Segmentation annotation items:
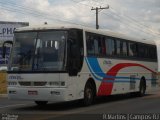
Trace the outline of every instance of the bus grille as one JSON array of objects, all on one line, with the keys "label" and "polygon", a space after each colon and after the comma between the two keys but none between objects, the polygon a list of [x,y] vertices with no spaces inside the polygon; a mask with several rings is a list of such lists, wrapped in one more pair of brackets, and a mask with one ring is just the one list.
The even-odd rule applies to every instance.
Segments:
[{"label": "bus grille", "polygon": [[19,82],[21,86],[45,86],[47,82]]}]

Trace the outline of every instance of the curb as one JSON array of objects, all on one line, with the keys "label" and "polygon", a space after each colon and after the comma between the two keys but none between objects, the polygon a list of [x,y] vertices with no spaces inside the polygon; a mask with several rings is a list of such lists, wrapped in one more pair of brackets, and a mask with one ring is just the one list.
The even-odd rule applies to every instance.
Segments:
[{"label": "curb", "polygon": [[8,95],[7,94],[0,94],[0,97],[7,98]]}]

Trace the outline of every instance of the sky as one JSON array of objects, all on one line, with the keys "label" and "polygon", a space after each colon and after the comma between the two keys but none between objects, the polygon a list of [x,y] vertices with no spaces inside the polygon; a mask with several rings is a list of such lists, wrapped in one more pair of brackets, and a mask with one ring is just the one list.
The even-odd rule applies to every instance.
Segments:
[{"label": "sky", "polygon": [[95,29],[95,10],[100,29],[160,40],[160,0],[0,0],[0,21],[30,25],[76,24]]}]

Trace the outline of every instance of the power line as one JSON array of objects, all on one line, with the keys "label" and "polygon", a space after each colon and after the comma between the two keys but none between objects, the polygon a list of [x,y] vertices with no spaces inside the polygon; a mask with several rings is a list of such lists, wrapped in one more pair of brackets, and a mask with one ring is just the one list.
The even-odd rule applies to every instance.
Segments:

(EXERCISE DESCRIPTION)
Write out everything from the line containing "Trace the outline of every instance of the power" down to the end of the items, replacing "power line" with "overhead cable" and leaving all else unchanged.

(THE SOLUTION)
Trace the outline of every instance of the overhead cable as one JSON array of objects, all on one line, with the keys "label" and "polygon", a space after each colon and after the comma between the two keys but none between objects, the polygon a list of [x,y] vertices with no spaces inside the polygon; a mask with several rings is a list of such lists, wrapped in one more pair of brackets, and a mask with one ring is just the one list.
The even-odd rule applies to every instance.
Segments:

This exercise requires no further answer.